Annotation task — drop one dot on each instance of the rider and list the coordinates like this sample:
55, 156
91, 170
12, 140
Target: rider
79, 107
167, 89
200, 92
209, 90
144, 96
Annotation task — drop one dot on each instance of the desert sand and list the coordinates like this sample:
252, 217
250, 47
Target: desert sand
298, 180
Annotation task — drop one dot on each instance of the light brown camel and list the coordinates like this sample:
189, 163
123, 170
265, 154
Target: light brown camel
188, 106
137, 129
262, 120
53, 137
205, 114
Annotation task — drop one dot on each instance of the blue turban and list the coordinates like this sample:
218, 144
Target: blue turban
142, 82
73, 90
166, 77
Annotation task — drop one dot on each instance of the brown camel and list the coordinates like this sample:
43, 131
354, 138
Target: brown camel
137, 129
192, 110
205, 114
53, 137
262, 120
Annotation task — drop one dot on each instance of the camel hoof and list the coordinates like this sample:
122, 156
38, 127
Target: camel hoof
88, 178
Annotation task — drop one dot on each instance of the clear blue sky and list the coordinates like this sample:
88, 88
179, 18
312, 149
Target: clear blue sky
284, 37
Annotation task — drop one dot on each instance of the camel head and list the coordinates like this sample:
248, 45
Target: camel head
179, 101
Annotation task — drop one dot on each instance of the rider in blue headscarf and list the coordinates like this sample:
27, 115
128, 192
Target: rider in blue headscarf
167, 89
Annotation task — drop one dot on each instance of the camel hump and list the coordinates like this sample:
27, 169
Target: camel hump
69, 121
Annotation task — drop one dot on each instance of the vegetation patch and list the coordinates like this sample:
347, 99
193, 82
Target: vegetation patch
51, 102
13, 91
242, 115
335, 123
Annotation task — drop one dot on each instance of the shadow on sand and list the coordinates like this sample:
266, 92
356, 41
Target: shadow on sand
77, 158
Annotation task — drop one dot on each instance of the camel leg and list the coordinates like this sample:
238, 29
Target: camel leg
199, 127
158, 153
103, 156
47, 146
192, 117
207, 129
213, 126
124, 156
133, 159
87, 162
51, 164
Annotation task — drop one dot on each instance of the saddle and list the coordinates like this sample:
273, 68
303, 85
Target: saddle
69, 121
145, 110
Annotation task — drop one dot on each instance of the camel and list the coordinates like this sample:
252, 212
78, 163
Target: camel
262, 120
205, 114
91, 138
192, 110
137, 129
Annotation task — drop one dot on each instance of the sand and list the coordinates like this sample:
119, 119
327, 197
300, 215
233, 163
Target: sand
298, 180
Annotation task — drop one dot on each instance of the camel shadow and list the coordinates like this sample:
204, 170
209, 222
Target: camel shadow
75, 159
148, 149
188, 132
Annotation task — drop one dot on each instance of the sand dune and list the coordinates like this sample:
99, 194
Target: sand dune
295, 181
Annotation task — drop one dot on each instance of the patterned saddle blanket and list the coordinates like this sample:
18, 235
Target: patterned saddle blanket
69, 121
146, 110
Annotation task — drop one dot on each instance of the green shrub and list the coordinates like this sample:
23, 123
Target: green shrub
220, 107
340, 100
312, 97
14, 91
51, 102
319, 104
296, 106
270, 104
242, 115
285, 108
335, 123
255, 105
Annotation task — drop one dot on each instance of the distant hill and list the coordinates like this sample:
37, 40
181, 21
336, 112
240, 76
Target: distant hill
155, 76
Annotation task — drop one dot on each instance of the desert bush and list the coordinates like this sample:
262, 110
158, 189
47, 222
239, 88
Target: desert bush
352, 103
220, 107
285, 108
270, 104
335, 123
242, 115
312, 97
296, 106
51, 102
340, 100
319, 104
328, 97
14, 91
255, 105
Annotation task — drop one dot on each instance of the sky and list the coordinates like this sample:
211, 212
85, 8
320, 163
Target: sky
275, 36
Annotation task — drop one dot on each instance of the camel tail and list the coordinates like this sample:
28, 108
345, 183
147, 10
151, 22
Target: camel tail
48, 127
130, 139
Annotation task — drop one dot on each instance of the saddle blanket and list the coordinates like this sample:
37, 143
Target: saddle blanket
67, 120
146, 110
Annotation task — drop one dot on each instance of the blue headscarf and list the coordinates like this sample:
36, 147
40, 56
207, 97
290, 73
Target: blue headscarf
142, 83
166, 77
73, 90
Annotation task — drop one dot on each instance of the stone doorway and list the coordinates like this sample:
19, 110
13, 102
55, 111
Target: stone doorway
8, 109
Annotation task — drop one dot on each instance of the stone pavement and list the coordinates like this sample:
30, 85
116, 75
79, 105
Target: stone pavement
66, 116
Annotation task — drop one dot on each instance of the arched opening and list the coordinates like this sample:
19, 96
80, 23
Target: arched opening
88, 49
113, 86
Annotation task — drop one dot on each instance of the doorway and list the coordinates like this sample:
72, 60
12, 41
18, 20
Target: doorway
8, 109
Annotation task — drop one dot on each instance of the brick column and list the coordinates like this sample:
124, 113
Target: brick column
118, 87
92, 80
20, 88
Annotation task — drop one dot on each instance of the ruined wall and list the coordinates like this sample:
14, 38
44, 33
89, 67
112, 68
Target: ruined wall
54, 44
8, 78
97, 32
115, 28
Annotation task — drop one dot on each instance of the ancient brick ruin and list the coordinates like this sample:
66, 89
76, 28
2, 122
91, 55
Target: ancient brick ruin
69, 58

* What the exercise asks
Write out every entry word for word.

* Reply to the exercise
Annotation task — drop one dot on each instance of the rider and list the coordinates like this sample:
55, 156
91, 170
12, 140
Target: rider
79, 107
167, 89
200, 92
209, 90
144, 96
Annotation task — drop one dot on each instance of the desert sand and list the coordinates like this sample:
252, 217
250, 47
Target: desert sand
298, 180
Annotation task — drop one dot on each instance of the light brown camel and list the coordinates like this sample:
189, 163
123, 170
265, 154
Target: light brown camel
188, 106
137, 129
262, 120
53, 137
205, 114
Annotation task — drop one dot on each instance of the blue turban and list the coordinates like this sample:
218, 144
Target: blue turban
142, 82
73, 90
166, 77
Annotation task — drop one dot on each instance of the brown camel and list the coordinates like this sample:
43, 131
354, 138
Target: brown camel
137, 129
192, 110
205, 114
53, 137
262, 120
Annotation task — drop one dot on each instance of the camel hoof and list the coordinates like this sample:
122, 156
38, 127
Target: camel hoof
88, 178
Annotation task — drop one dot on each instance of the clear blue sky and list the coordinates like this sample:
88, 88
179, 18
312, 149
Target: clear blue sky
284, 37
Annotation task — drop one dot on each instance of the camel head and list the coordinates like this sample:
248, 45
Target: camel head
179, 101
Annotation task — drop one dot on each instance of the rider in blue headscarf and list the coordinates like this sample:
27, 115
128, 192
Target: rider in blue headscarf
167, 89
Annotation task — drop one dot on each instance of the camel hump and list the coordinates like this sample:
27, 169
Target: camel hump
69, 121
Annotation task — drop one dot on each instance of the vegetation patch and list the coordinates like this sample:
347, 99
193, 82
Target: vegetation patch
51, 102
13, 91
242, 115
335, 123
Annotation task — drop one dot on each instance of the shadow on sand and list the coordinates like this sample:
266, 92
356, 41
Target: shadow on sand
77, 158
Annotation task — drop one dot on each instance of the camel leg and list the coordinates like this sample:
238, 29
Target: camel leg
199, 127
158, 153
103, 156
47, 146
192, 117
207, 129
213, 126
124, 156
133, 159
87, 162
51, 164
Annotation task — drop one dot on each instance of the saddle and list the coordinates like this sample:
273, 68
303, 85
Target: saddle
69, 121
145, 110
Annotation task — drop one dot on each instance of the camel and list the coordinates like this sample:
252, 212
78, 163
Target: camel
262, 120
205, 114
91, 138
192, 110
137, 129
Annotation task — drop one dot on each instance of the sand and list the coordinates like this sample:
119, 119
327, 197
300, 215
233, 163
Target: sand
298, 180
Annotation task — drop one dot on each instance of the camel shadow and list the coordinates like this sample:
204, 170
209, 222
Target: camel shadow
75, 159
148, 149
188, 132
Annotation task — drop one dot on each instance of the sand dune and list the coordinates like this sample:
99, 194
Target: sand dune
295, 181
Annotation task — drop one dot on each instance of the patterned saddle blanket and list the coordinates like this sample:
18, 235
Target: patterned saddle blanket
69, 121
146, 110
Annotation task — drop one dot on each instance of the green shrub and list the coordinates like this sample:
23, 123
Target: green shrub
220, 107
340, 100
312, 97
14, 91
51, 102
319, 104
296, 106
270, 104
242, 115
285, 108
335, 123
255, 105
Annotation task — drop one dot on each instance of the distant hill and list the coordinates like this sample:
37, 40
181, 21
336, 112
240, 76
Target: distant hill
155, 76
Annotation task — drop one dot on each instance of the desert bush and list the coordinates like this sample:
262, 110
158, 189
47, 222
239, 88
Target: desert bush
352, 103
220, 107
285, 108
270, 104
335, 123
242, 115
312, 97
296, 106
51, 102
340, 100
319, 104
328, 97
14, 91
255, 105
Annotation task — drop one dot on each instance of the sky and list the coordinates like this sample:
211, 212
85, 8
320, 163
Target: sky
275, 36
Annotation task — drop one dot on each instance of the camel tail and list the coordinates like this sample:
28, 108
345, 183
147, 10
151, 22
Target: camel tail
48, 127
130, 139
Annotation task — drop one dot on each instance of the saddle blanket and list the coordinates like this sample:
37, 143
Target: saddle blanket
67, 120
146, 110
Annotation task — drop one dot on each instance of the blue headscarf and list the coordinates like this sample:
36, 147
40, 56
207, 97
290, 73
Target: blue headscarf
142, 83
166, 77
73, 90
Annotation task — drop one dot on each instance of the stone doorway and list the coordinates like this sample:
19, 110
13, 102
55, 111
Target: stone doorway
8, 109
Annotation task — drop one dot on each instance of the stone pavement and list the coordinates like this sample:
30, 85
116, 75
79, 105
Target: stone pavement
66, 116
Annotation task — drop one dot on each instance of the arched opening and list the coordinates like this sample:
19, 96
80, 23
Target: arched opening
88, 49
113, 86
Annotation task — drop one dot on each instance of the doorway and list the coordinates like this sample:
72, 60
12, 41
18, 20
Target: doorway
8, 109
Annotation task — drop one dot on each instance of the brick column and list the coordinates like this sample:
124, 113
Target: brick column
118, 87
92, 80
20, 88
Annotation task — drop one dot on each instance of the ruined wall and list the coordinates like this sample:
14, 38
44, 33
89, 67
112, 68
Target: ruined wall
54, 44
8, 78
97, 32
115, 28
Annotation task — drop one dot on each instance of the ancient brick ruin and list the coordinates like this sample:
66, 89
76, 28
2, 122
91, 55
Target: ancient brick ruin
69, 58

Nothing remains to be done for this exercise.